-- List of tasks --
**a)** In one sentence, summarize what the message header shows.
**b)** Repeat the message header word for word between "All of lore.kernel.org" and "Message-ID: <20211014180025.GC24333@magnolia> (raw)", inclusive.

-- Article --

++++++++++++++++++++

All of lore.kernel.org
 help / color / mirror / Atom feed
From: "Darrick J. Wong" <djwong@kernel.org>
To: Shiyang Ruan <ruansy.fnst@fujitsu.com>
Cc: linux-kernel@vger.kernel.org, linux-xfs@vger.kernel.org,
	nvdimm@lists.linux.dev, linux-mm@kvack.org,
	linux-fsdevel@vger.kernel.org, dan.j.williams@intel.com,
	david@fromorbit.com, hch@infradead.org, jane.chu@oracle.com
Subject: Re: [PATCH v7 2/8] dax: Introduce holder for dax_device
Date: Thu, 14 Oct 2021 11:00:25 -0700	[thread overview]
Message-ID: <20211014180025.GC24333@magnolia> (raw)

++++++++++++++++++++

Part of a data file:
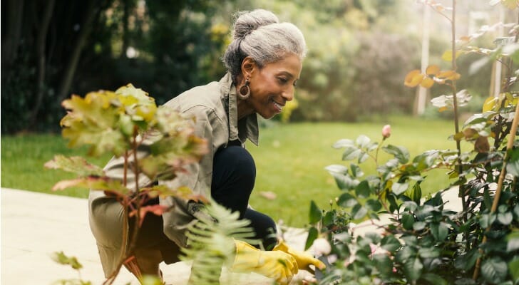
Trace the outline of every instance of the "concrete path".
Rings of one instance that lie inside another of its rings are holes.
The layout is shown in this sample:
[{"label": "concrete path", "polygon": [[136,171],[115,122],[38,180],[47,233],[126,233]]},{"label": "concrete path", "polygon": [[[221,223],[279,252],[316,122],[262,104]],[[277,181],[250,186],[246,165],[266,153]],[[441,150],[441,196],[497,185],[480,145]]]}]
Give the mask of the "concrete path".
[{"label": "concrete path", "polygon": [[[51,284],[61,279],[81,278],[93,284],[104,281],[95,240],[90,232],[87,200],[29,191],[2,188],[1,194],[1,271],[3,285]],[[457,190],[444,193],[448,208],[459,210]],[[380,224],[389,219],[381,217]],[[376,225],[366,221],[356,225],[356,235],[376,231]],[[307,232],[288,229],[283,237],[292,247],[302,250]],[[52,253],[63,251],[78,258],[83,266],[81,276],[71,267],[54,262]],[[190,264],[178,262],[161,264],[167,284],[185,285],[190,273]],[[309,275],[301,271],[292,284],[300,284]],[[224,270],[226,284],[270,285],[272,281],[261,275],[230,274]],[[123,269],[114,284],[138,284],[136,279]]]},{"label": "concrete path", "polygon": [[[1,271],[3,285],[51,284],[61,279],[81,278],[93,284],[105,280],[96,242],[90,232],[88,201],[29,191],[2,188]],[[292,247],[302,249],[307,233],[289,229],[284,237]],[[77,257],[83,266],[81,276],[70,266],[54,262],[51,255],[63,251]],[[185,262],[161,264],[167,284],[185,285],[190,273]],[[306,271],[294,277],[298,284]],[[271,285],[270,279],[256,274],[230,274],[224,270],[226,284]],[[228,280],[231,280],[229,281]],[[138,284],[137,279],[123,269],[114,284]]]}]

++++++++++++++++++++

-- Solution list --
**a)** Darrick J. Wong replied to Shiyang Ruan on Thu, 14 Oct 2021 about "[PATCH v7 2/8] dax: Introduce holder for dax_device," with several kernel mailing lists and individual developers copied.

**b)**
All of lore.kernel.org
 help / color / mirror / Atom feed
From: "Darrick J. Wong" <djwong@kernel.org>
To: Shiyang Ruan <ruansy.fnst@fujitsu.com>
Cc: linux-kernel@vger.kernel.org, linux-xfs@vger.kernel.org,
	nvdimm@lists.linux.dev, linux-mm@kvack.org,
	linux-fsdevel@vger.kernel.org, dan.j.williams@intel.com,
	david@fromorbit.com, hch@infradead.org, jane.chu@oracle.com
Subject: Re: [PATCH v7 2/8] dax: Introduce holder for dax_device
Date: Thu, 14 Oct 2021 11:00:25 -0700	[thread overview]
Message-ID: <20211014180025.GC24333@magnolia> (raw)